■ Your goal
The required result is a copy of each line below in which "backpack" appears.

(Dataset entries)

_____

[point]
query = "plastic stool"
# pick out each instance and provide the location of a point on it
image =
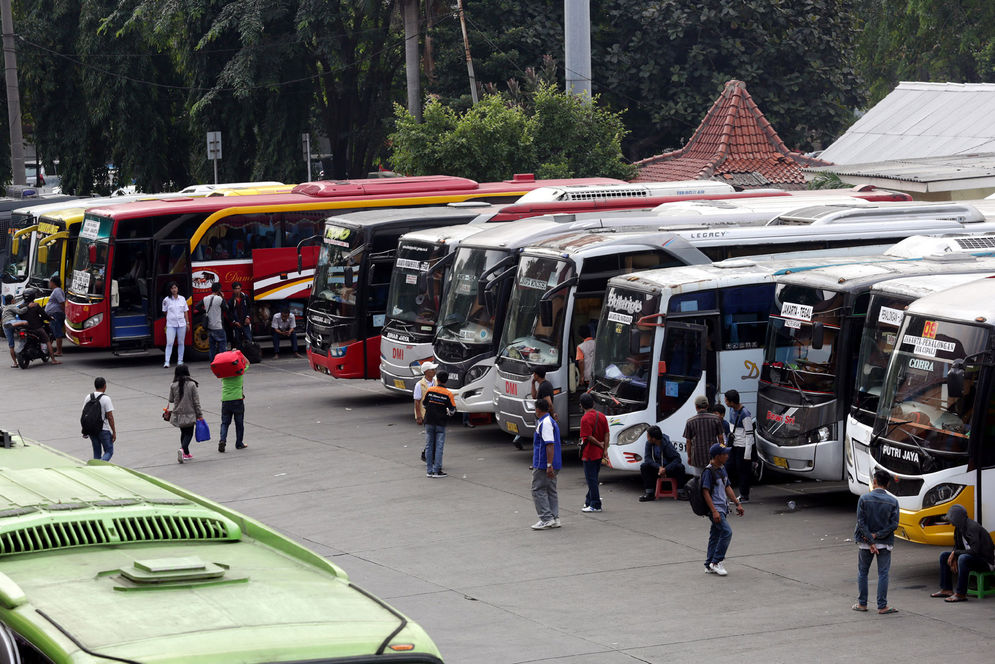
(670, 492)
(984, 584)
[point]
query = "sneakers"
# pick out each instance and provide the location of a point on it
(718, 568)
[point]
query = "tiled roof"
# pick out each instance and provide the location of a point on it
(734, 143)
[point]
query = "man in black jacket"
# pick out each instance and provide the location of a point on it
(973, 552)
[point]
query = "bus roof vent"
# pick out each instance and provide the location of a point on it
(50, 533)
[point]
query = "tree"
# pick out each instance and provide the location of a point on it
(925, 40)
(548, 132)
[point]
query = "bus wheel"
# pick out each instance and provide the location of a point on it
(200, 347)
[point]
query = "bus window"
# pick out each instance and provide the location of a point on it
(744, 316)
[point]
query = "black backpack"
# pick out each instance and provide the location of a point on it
(92, 420)
(696, 497)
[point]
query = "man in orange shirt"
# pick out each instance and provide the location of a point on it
(593, 439)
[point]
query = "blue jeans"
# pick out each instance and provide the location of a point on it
(593, 497)
(719, 537)
(232, 409)
(217, 342)
(435, 441)
(864, 557)
(103, 447)
(966, 563)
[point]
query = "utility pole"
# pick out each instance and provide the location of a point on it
(409, 10)
(577, 46)
(466, 50)
(13, 95)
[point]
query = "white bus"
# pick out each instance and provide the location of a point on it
(811, 354)
(935, 425)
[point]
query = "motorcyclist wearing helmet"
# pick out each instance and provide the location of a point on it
(35, 316)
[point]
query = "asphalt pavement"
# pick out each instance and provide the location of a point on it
(335, 465)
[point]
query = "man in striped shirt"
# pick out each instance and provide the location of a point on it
(701, 431)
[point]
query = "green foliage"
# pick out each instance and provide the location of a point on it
(925, 40)
(549, 133)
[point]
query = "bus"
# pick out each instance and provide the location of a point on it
(811, 354)
(935, 425)
(127, 254)
(105, 563)
(667, 336)
(412, 311)
(468, 356)
(16, 221)
(885, 310)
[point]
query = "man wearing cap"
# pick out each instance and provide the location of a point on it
(701, 431)
(718, 494)
(427, 381)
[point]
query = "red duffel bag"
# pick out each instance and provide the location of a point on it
(228, 364)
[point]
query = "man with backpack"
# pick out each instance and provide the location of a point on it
(97, 420)
(717, 494)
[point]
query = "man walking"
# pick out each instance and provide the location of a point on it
(102, 440)
(973, 552)
(439, 407)
(877, 519)
(546, 463)
(233, 407)
(421, 387)
(213, 305)
(660, 459)
(741, 425)
(593, 440)
(241, 316)
(718, 494)
(701, 432)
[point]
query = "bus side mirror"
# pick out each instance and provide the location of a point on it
(955, 380)
(546, 313)
(818, 336)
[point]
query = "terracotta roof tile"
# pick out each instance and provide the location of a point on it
(734, 143)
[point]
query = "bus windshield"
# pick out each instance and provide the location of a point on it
(877, 342)
(526, 341)
(411, 302)
(90, 263)
(336, 277)
(790, 360)
(463, 319)
(918, 408)
(624, 352)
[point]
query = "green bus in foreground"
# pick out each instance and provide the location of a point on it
(101, 563)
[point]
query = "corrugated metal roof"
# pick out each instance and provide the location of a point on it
(921, 120)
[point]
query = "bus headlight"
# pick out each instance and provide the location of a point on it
(632, 434)
(941, 493)
(475, 373)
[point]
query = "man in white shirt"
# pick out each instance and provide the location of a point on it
(284, 327)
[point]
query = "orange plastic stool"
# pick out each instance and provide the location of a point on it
(671, 492)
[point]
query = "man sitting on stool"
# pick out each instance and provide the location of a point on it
(659, 460)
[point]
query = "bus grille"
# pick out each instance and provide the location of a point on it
(55, 535)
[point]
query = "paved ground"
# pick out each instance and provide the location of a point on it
(335, 465)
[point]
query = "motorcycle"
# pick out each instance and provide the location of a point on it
(28, 346)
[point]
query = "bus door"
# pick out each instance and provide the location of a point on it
(172, 263)
(130, 299)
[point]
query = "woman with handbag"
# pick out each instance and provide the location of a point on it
(183, 410)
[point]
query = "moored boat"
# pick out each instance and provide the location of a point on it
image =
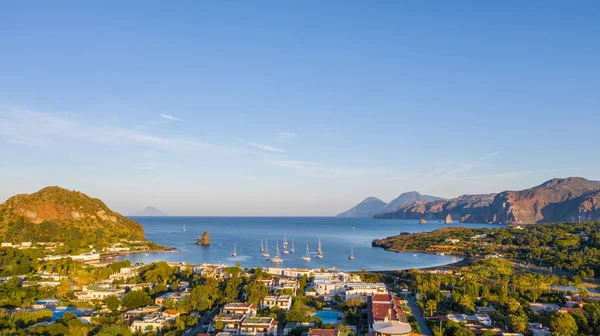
(307, 256)
(277, 259)
(319, 251)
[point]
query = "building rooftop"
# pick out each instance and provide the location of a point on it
(392, 327)
(322, 332)
(258, 320)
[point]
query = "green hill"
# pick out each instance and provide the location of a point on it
(59, 215)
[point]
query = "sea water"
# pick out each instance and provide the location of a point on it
(338, 236)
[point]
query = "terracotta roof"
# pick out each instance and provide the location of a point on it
(384, 306)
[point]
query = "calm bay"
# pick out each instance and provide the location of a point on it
(339, 236)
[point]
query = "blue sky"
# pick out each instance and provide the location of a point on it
(296, 107)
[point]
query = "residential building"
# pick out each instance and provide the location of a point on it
(243, 308)
(259, 326)
(386, 316)
(283, 302)
(322, 332)
(97, 292)
(153, 322)
(175, 296)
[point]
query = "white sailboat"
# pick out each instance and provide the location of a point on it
(266, 252)
(277, 259)
(319, 251)
(307, 256)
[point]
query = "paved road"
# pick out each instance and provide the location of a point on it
(419, 316)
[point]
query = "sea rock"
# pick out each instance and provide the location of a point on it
(204, 240)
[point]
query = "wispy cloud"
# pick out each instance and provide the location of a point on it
(267, 148)
(144, 168)
(169, 117)
(31, 128)
(286, 136)
(322, 170)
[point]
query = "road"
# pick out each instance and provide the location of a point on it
(414, 309)
(198, 328)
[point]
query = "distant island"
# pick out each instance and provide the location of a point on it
(372, 206)
(149, 212)
(557, 200)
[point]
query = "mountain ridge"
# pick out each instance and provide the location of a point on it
(57, 214)
(149, 211)
(559, 199)
(368, 208)
(372, 206)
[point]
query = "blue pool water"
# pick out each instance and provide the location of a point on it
(328, 316)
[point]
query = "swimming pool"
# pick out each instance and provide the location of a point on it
(328, 316)
(58, 312)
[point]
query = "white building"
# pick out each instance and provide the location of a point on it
(96, 292)
(284, 302)
(87, 256)
(348, 290)
(257, 326)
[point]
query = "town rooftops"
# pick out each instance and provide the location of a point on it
(322, 332)
(258, 320)
(382, 307)
(239, 305)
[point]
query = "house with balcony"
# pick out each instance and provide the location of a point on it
(386, 316)
(258, 326)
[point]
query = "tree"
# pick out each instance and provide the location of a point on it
(78, 330)
(563, 324)
(112, 302)
(136, 299)
(114, 331)
(517, 323)
(431, 305)
(463, 332)
(582, 322)
(219, 323)
(256, 291)
(63, 289)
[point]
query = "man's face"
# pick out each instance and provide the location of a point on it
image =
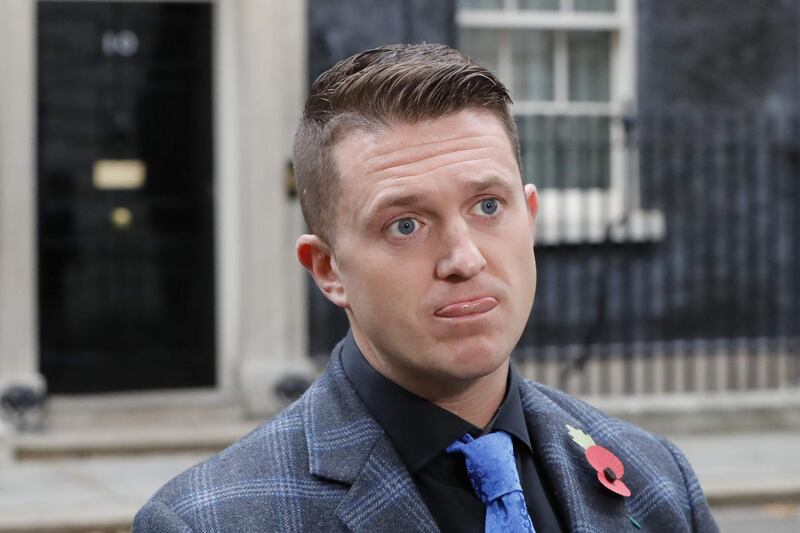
(434, 247)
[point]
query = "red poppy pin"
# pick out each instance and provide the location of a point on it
(609, 468)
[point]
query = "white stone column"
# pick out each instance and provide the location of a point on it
(18, 347)
(272, 312)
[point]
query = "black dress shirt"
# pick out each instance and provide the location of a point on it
(421, 431)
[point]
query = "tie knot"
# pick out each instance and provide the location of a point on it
(490, 464)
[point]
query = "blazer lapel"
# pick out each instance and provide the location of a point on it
(346, 445)
(583, 503)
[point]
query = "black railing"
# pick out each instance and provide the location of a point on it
(692, 283)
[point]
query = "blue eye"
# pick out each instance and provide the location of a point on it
(405, 226)
(489, 206)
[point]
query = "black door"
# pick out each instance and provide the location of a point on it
(125, 220)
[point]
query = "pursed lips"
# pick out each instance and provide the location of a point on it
(472, 306)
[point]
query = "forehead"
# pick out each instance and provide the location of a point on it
(417, 155)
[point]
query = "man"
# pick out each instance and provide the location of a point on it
(408, 167)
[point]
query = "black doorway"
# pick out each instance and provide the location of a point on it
(125, 199)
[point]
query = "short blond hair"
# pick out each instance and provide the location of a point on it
(401, 83)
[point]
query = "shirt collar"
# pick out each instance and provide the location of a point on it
(419, 429)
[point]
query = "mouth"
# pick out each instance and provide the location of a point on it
(467, 308)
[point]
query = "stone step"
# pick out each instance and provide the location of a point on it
(134, 424)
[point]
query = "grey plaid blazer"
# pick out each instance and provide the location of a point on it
(324, 464)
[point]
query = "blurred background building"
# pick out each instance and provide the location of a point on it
(148, 212)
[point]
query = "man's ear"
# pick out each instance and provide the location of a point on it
(316, 256)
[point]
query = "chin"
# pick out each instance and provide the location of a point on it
(476, 359)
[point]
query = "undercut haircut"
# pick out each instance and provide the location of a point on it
(373, 90)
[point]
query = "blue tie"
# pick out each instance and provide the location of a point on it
(493, 473)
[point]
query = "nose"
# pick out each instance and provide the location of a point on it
(460, 257)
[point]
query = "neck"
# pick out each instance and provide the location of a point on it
(478, 403)
(476, 400)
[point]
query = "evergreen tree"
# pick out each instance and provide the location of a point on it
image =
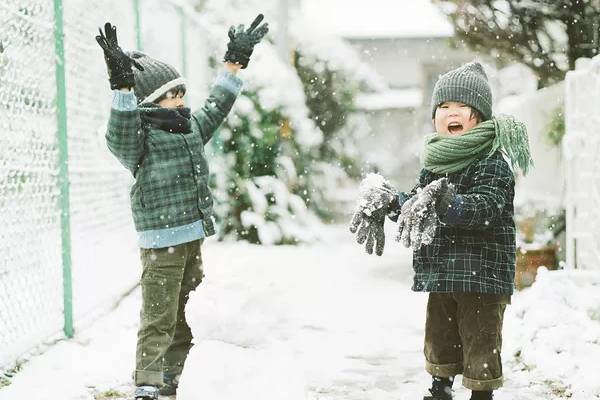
(546, 35)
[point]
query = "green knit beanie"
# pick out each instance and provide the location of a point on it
(467, 84)
(156, 79)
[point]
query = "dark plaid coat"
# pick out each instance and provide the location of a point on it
(474, 248)
(171, 171)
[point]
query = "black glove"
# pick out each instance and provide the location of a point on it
(378, 199)
(241, 43)
(118, 63)
(419, 215)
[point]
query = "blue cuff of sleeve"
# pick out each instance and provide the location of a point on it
(454, 211)
(124, 101)
(402, 197)
(230, 82)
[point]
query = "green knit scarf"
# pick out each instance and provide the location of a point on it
(448, 153)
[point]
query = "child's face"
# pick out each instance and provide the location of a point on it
(173, 100)
(453, 118)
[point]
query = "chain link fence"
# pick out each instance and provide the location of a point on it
(68, 247)
(581, 146)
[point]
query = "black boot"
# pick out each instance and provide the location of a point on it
(482, 395)
(441, 389)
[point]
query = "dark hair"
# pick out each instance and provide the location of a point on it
(476, 114)
(176, 89)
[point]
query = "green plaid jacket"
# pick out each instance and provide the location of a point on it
(171, 171)
(474, 248)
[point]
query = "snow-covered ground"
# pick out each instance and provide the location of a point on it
(325, 322)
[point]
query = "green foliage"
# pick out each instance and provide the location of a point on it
(330, 97)
(249, 145)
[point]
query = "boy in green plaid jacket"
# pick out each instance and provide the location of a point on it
(161, 142)
(459, 220)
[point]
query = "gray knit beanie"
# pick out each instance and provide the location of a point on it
(157, 78)
(467, 84)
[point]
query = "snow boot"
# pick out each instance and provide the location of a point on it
(436, 395)
(170, 384)
(146, 393)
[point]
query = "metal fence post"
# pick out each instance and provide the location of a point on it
(63, 154)
(138, 25)
(183, 41)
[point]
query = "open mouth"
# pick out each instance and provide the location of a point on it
(454, 128)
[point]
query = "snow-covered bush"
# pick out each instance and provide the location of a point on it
(288, 144)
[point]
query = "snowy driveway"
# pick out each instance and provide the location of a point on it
(325, 321)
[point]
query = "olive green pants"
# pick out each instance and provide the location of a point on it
(164, 337)
(463, 335)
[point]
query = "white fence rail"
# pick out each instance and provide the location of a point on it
(581, 147)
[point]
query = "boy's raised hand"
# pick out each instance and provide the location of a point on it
(378, 198)
(241, 42)
(118, 63)
(419, 215)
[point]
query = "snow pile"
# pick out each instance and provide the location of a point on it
(555, 330)
(236, 354)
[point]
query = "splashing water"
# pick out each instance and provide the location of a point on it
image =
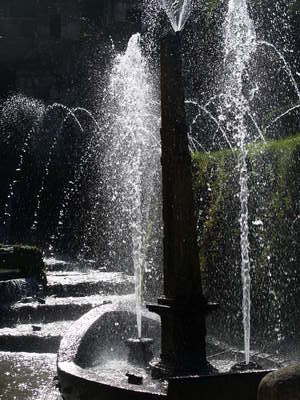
(131, 161)
(178, 12)
(240, 45)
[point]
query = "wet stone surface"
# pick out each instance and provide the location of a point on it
(27, 376)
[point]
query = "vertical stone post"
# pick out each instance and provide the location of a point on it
(183, 308)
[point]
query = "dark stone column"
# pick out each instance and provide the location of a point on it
(183, 308)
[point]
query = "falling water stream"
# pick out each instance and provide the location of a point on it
(132, 156)
(178, 12)
(239, 46)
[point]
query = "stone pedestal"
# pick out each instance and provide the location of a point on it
(183, 308)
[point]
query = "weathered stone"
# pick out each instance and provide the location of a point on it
(283, 384)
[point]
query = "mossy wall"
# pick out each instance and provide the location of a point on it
(274, 219)
(27, 260)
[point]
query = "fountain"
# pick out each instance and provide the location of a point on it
(93, 360)
(121, 349)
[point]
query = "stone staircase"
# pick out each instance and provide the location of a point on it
(37, 325)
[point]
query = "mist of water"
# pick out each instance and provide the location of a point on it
(131, 161)
(239, 46)
(178, 12)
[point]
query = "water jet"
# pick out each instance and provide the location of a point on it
(92, 360)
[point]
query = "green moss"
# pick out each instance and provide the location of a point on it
(274, 209)
(27, 259)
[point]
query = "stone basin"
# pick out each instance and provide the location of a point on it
(92, 363)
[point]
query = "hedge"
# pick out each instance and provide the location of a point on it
(274, 219)
(23, 261)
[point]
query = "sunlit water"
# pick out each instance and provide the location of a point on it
(131, 162)
(239, 46)
(178, 12)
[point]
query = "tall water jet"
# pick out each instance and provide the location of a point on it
(178, 12)
(240, 45)
(131, 163)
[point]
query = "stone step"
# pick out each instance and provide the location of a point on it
(53, 264)
(37, 338)
(74, 283)
(54, 309)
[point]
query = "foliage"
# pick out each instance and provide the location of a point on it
(274, 218)
(27, 259)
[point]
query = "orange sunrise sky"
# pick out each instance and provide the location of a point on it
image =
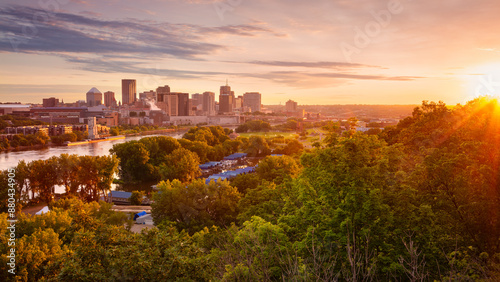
(313, 52)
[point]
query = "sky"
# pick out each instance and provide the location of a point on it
(313, 52)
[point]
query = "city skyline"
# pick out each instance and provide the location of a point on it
(324, 52)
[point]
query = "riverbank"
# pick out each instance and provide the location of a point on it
(153, 132)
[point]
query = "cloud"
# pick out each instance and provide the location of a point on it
(300, 79)
(325, 65)
(25, 29)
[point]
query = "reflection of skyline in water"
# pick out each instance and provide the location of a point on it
(11, 159)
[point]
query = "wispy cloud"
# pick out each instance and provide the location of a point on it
(72, 33)
(324, 65)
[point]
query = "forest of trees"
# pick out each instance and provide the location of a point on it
(420, 201)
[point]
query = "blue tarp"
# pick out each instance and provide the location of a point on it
(209, 165)
(120, 194)
(139, 214)
(235, 156)
(229, 174)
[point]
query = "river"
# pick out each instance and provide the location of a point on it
(12, 158)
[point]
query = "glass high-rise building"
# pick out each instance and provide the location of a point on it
(252, 100)
(129, 91)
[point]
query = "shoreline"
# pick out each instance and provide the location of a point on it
(49, 144)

_____

■ Task solution
query = "black backpack"
query = "man with backpack"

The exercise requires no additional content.